DIRECTIONS - The listing below should be written out exactly; please include all of it.

- - - - - - -

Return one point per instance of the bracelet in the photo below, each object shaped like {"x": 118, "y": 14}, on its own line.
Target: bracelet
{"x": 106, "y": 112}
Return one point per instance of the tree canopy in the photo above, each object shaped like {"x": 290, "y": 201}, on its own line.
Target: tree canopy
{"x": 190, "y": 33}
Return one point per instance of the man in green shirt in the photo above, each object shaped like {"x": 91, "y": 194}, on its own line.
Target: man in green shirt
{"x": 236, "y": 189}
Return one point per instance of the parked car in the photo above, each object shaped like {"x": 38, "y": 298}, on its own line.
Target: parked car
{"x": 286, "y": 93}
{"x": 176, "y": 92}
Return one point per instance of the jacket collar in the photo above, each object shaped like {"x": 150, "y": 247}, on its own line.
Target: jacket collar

- - - - - - -

CORRECT OUTPUT -
Return one point per instance of the bracelet in the photo below, each object shaped like {"x": 118, "y": 14}, on its own line.
Target: bracelet
{"x": 106, "y": 112}
Return one point per instance of the tree canopy in the photo above, each object shaped like {"x": 290, "y": 201}, on its own line.
Target: tree canopy
{"x": 190, "y": 33}
Return one point per instance of the man in green shirt in the photo above, each object shaped like {"x": 91, "y": 194}, on its own line.
Target: man in green shirt
{"x": 236, "y": 189}
Return one point per instance of the parked car in the photo above, each object shaped like {"x": 38, "y": 298}, on its own line.
Target: parked car
{"x": 286, "y": 93}
{"x": 176, "y": 92}
Return one point per instance of the jacket collar in the photo above, each object shaped like {"x": 150, "y": 247}, on its own line.
Target: jacket collar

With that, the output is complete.